Search code examples
rtextnlp

Multiple same rows to one row, but rows at different amount


I have data like this:

id word
1 bus
1 arrive
1 stop
1 time
1 beard
1 bearded
1 sits
2 whilst
2 argue
2 seat
2 time
2 police
3 officer
3 walks
3 intervenes

I want to convert it to a dataset like:

id word
1 arrive bus stop time beard bearded sits
2 whilst begin argue seat time
3 officer walks intervenes

Is it possible?

Thank you.


Solution

  • To add some detail to my comment:

    library(dplyr)
    
    data <- tibble::tribble(
      ~id,        ~word,
       1L,     "arrive",
       1L,        "bus",
       1L,       "stop",
       1L,       "time",
       1L,      "beard",
       1L,    "bearded",
       1L,       "sits",
       2L,     "whilst",
       2L,      "begin",
       2L,      "argue",
       2L,       "seat",
       2L,       "time",
       2L,     "police",
       3L,    "officer",
       3L,      "walks",
       3L, "intervenes"
      )
    
    data %>% 
      group_by(id) %>% 
      mutate(word = paste0(word, collapse = " ")) %>% 
      slice(1) %>% # Take the first line from each group
      ungroup()
    

    or better (so you don't need the slice):

    data %>% 
      group_by(id) %>% 
      summarise(word = paste0(word, collapse = " "))

**Given problem 1**
Reproduce the R thread above word for word.

**Data in this exercise**

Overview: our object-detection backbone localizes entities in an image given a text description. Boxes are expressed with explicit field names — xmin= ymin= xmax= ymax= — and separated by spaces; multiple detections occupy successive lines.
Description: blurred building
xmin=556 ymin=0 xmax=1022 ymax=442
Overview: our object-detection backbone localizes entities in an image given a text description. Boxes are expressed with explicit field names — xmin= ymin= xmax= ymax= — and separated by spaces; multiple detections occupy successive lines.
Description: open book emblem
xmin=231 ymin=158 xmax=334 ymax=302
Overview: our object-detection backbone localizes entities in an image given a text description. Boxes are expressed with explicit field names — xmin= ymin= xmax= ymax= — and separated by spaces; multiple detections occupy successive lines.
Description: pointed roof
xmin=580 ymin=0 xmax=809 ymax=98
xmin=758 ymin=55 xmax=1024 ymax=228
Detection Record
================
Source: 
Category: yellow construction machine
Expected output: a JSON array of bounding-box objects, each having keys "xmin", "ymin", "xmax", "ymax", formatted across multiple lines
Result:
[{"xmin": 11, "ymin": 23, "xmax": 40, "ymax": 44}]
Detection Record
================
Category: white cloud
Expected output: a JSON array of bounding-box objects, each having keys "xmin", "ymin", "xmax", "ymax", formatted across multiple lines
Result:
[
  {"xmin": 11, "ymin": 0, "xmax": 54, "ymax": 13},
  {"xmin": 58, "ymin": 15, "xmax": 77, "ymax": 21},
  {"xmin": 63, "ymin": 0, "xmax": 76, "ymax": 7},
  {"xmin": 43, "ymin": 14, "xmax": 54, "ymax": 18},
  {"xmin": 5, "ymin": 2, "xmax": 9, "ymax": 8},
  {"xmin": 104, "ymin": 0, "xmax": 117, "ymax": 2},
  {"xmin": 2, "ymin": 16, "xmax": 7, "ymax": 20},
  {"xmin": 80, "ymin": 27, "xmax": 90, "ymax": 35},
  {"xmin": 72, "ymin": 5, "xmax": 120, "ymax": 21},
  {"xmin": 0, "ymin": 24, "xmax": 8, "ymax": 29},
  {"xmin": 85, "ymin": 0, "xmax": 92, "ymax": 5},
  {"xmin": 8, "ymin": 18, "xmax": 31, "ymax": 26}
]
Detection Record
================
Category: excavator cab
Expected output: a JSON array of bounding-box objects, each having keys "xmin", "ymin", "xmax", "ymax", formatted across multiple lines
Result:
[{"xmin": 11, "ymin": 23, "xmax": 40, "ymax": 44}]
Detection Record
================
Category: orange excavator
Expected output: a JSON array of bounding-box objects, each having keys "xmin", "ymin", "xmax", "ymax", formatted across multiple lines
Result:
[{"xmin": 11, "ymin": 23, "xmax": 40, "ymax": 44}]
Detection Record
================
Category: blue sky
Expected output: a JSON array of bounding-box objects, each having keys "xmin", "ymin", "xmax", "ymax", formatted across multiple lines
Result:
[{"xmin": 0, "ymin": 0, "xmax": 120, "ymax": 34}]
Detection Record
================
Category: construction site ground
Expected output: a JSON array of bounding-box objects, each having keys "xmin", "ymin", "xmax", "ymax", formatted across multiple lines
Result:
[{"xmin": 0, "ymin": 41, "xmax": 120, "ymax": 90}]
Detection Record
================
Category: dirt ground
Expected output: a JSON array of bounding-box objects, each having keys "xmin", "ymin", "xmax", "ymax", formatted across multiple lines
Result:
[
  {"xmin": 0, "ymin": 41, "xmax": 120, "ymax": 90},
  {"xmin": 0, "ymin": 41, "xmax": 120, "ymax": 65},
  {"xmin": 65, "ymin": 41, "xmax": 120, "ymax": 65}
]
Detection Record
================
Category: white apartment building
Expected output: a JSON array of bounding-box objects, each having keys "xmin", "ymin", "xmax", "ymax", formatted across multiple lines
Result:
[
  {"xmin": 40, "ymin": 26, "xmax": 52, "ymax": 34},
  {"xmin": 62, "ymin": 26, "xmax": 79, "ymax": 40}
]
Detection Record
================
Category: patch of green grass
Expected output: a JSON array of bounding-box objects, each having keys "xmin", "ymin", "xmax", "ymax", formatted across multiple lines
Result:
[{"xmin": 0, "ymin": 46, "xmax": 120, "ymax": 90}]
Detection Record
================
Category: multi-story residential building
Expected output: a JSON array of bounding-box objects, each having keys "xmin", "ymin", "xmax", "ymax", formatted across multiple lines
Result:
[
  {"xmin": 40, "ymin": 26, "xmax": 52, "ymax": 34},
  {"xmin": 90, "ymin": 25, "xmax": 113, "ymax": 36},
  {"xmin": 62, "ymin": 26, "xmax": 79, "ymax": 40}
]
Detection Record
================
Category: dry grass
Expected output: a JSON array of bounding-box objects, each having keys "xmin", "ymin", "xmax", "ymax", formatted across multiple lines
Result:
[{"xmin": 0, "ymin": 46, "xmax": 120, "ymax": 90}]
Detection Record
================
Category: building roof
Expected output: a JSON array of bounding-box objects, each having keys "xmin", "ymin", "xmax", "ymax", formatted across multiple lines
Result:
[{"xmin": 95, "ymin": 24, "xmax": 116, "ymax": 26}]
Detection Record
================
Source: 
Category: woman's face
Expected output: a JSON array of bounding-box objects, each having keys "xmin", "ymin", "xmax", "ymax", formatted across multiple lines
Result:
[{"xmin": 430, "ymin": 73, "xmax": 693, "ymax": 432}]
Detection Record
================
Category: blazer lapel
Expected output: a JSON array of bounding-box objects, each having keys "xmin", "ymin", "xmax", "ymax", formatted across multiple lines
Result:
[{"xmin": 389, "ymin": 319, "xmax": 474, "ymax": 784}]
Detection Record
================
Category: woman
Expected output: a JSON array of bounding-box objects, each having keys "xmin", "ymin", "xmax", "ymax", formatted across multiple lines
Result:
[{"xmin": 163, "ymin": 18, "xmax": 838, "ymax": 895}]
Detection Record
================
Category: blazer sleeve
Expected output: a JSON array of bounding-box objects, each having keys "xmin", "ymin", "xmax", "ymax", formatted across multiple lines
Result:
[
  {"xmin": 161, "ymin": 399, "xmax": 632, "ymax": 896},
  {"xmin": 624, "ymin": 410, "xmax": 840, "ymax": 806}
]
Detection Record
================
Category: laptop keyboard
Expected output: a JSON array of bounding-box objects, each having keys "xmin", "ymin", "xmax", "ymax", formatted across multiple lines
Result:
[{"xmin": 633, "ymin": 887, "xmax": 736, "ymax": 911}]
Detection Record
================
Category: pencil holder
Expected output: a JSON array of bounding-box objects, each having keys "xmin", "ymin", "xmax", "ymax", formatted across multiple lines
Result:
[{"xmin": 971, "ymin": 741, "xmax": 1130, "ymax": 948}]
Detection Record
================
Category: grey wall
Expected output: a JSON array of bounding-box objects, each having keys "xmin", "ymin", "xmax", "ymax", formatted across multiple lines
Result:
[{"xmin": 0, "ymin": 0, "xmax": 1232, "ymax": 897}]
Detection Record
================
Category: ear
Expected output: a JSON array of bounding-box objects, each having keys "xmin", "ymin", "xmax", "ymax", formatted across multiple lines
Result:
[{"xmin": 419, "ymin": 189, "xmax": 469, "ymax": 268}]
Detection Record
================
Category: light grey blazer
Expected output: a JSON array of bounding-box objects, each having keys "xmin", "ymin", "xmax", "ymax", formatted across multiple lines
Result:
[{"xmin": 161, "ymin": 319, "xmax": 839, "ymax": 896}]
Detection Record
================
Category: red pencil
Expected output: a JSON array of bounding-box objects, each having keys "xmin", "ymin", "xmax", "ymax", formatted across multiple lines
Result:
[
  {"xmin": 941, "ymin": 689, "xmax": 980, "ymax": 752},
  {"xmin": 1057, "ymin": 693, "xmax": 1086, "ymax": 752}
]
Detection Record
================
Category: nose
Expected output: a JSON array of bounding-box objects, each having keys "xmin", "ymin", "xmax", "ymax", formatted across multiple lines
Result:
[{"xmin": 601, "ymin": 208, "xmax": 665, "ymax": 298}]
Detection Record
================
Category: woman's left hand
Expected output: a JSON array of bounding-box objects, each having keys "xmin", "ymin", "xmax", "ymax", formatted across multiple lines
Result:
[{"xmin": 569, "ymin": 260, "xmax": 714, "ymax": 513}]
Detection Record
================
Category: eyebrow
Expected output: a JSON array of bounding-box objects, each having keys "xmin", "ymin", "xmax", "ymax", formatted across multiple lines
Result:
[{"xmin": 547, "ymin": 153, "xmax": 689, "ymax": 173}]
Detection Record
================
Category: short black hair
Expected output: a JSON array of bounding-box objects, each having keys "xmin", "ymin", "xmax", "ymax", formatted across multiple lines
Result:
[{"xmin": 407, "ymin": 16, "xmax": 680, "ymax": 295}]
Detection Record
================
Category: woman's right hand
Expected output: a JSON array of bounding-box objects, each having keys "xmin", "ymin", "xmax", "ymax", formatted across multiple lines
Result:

**Given problem 2**
Format everything from the start of the records down to and including the line containing "xmin=556 ymin=0 xmax=1022 ymax=442" as a Markdown table with the columns Row and Line, numbering each line and leaving out blank ones.

**Worked solution 1**
Search code examples
rtextnlp

Multiple same rows to one row, but rows at different amount


I have data like this:

id word
1 bus
1 arrive
1 stop
1 time
1 beard
1 bearded
1 sits
2 whilst
2 argue
2 seat
2 time
2 police
3 officer
3 walks
3 intervenes

I want to convert it to a dataset like:

id word
1 arrive bus stop time beard bearded sits
2 whilst begin argue seat time
3 officer walks intervenes

Is it possible?

Thank you.


Solution

  • To add some detail to my comment:

    library(dplyr)
    
    data <- tibble::tribble(
      ~id,        ~word,
       1L,     "arrive",
       1L,        "bus",
       1L,       "stop",
       1L,       "time",
       1L,      "beard",
       1L,    "bearded",
       1L,       "sits",
       2L,     "whilst",
       2L,      "begin",
       2L,      "argue",
       2L,       "seat",
       2L,       "time",
       2L,     "police",
       3L,    "officer",
       3L,      "walks",
       3L, "intervenes"
      )
    
    data %>% 
      group_by(id) %>% 
      mutate(word = paste0(word, collapse = " ")) %>% 
      slice(1) %>% # Take the first line from each group
      ungroup()
    

    or better (so you don't need the slice):

    data %>% 
      group_by(id) %>% 
      summarise(word = paste0(word, collapse = " "))

**Worked solution 2**
| Row | Line |
|---|---|
| 1 | Overview: our object-detection backbone localizes entities in an image given a text description. Boxes are expressed with explicit field names — xmin= ymin= xmax= ymax= — and separated by spaces; multiple detections occupy successive lines. |
| 2 | Description: blurred building |
| 3 | xmin=556 ymin=0 xmax=1022 ymax=442 |